[Task statement]:
Reproduce the data below line for line, keeping every word, number and space unchanged.

[Record list]:
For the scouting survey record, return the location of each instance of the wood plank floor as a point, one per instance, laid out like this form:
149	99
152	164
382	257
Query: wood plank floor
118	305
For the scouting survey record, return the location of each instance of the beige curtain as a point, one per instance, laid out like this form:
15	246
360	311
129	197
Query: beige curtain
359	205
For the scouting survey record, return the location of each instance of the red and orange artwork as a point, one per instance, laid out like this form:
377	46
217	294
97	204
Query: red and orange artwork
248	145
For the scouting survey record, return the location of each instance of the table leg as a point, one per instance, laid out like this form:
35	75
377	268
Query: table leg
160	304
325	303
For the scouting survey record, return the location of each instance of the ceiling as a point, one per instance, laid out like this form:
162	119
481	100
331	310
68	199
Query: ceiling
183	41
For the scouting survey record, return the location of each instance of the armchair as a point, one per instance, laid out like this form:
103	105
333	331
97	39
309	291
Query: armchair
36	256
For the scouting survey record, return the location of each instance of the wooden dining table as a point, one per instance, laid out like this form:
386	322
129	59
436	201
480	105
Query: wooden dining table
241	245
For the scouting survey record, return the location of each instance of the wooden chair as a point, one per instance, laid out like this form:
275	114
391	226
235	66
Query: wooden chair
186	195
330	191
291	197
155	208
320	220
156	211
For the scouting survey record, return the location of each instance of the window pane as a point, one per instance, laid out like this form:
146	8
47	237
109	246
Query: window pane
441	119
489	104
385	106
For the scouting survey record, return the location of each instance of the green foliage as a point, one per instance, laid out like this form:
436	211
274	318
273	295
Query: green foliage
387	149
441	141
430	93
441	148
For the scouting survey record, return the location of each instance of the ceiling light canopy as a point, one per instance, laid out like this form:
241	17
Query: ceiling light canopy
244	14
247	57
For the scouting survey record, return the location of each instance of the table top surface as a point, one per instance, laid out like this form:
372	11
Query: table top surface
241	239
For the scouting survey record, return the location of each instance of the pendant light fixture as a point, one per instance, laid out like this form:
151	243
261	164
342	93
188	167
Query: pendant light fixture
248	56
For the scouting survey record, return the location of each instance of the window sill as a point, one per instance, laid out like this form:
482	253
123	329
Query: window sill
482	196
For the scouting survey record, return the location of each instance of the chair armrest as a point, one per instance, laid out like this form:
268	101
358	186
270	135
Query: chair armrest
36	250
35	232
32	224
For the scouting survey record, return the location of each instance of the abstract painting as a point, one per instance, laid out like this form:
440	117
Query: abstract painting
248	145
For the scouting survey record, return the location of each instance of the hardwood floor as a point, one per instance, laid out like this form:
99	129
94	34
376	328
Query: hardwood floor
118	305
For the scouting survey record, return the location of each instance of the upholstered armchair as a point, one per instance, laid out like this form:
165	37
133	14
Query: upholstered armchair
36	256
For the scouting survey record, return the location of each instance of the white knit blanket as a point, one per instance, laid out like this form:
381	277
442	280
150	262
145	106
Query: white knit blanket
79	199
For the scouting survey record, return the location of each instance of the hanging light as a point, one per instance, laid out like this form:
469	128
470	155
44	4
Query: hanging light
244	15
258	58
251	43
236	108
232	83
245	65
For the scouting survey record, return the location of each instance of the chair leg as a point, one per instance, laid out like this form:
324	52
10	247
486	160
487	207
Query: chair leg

[Task result]:
For the scouting survey record, return the location of each instance of the wood plank floor as a point, one per instance, laid out like this form:
149	99
152	164
382	257
Query: wood plank floor
118	305
For the scouting survey record, return the location of each instance of the beige curtain as a point, one per instance, laid out like this form:
15	246
360	311
129	197
Query: beige curtain
359	205
For the scouting survey record, return the location of each instance of the red and orange artwork as a point, one per instance, laid out like this form:
377	46
217	294
97	204
Query: red and orange artwork
248	145
For the scouting survey record, return the location of each instance of the table leg as a point, one per instance, laid out like this form:
35	75
377	268
Query: table leg
160	304
325	303
For the scouting survey record, return the location of each instance of the ceiling as a point, one per instance, laid out like this form:
162	119
481	100
331	310
68	199
Query: ceiling
183	41
For the scouting survey record, return the location of each instance of the armchair as a point, one per instance, laid out like this form:
103	105
333	331
97	39
309	291
Query: armchair
36	256
For the scouting survey record, return the location of each instance of the wooden dining table as a point, one per instance, laid out like this form:
386	322
129	59
436	201
480	105
Query: wooden dining table
241	245
For the scouting survey record, return the location of each instance of the wooden chair as a point, one per instance, laid out like this form:
275	114
391	226
235	66
Query: wooden chair
186	195
330	191
291	197
155	208
320	220
156	211
For the scouting survey record, return the location of each instance of the window pane as a point, one per instance, laid out like this form:
146	8
47	237
109	246
Query: window pane
441	119
489	104
385	106
For the scouting survey record, return the location of each instance of the green foliage as a point, one per instance, laid out like this form:
436	211
274	318
273	295
Query: green foliage
387	149
441	141
430	93
441	148
For the scouting survey record, return the location of each instance of the ceiling light canopy as a point, one per instance, laid out like this form:
241	17
Query: ceiling light canopy
244	14
247	57
For the scouting survey record, return the location of each instance of the table top surface as a point, one per instance, laid out like this form:
372	11
Query: table top surface
241	239
For the scouting survey record, return the location of each instance of the pendant light fixture as a point, one per instance, laid out like this form:
151	243
261	164
342	93
188	167
Query: pendant light fixture
248	56
For the scouting survey record, return the location of each instance of the window sill as a point, one per instance, laid out like this form:
482	253
123	329
Query: window sill
482	196
For the scouting survey record, return the location of each instance of the chair armrest as a point, one per instance, laid out like this form:
268	101
358	186
270	135
Query: chair armrest
36	250
35	232
32	224
For the scouting survey record, return the location of each instance of the abstract painting as a point, one per instance, laid out like this form:
440	117
Query: abstract painting
248	145
For the scouting survey record, return the location of each instance of the hardwood floor as a point, one per instance, laid out like this form:
99	129
94	34
376	328
Query: hardwood floor
118	305
For the scouting survey record, return the location of each instance of the upholstered armchair as a point, one per instance, laid out like this form:
165	37
133	14
Query: upholstered armchair
36	256
For the scouting survey record, return the location of each instance of the white knit blanket as a point, one per instance, laid out like this form:
381	277
442	280
150	262
145	106
Query: white knit blanket
79	199
For the scouting survey record, return the location of each instance of the hanging light as a point, one per instance, laid out like this form:
469	128
470	155
44	4
Query: hanging light
244	15
258	58
251	43
236	108
232	83
245	65
For the scouting survey record, return the location of each instance of the chair leg as a point, one per instance, laid out like this form:
324	52
10	247
486	160
487	207
Query: chair leg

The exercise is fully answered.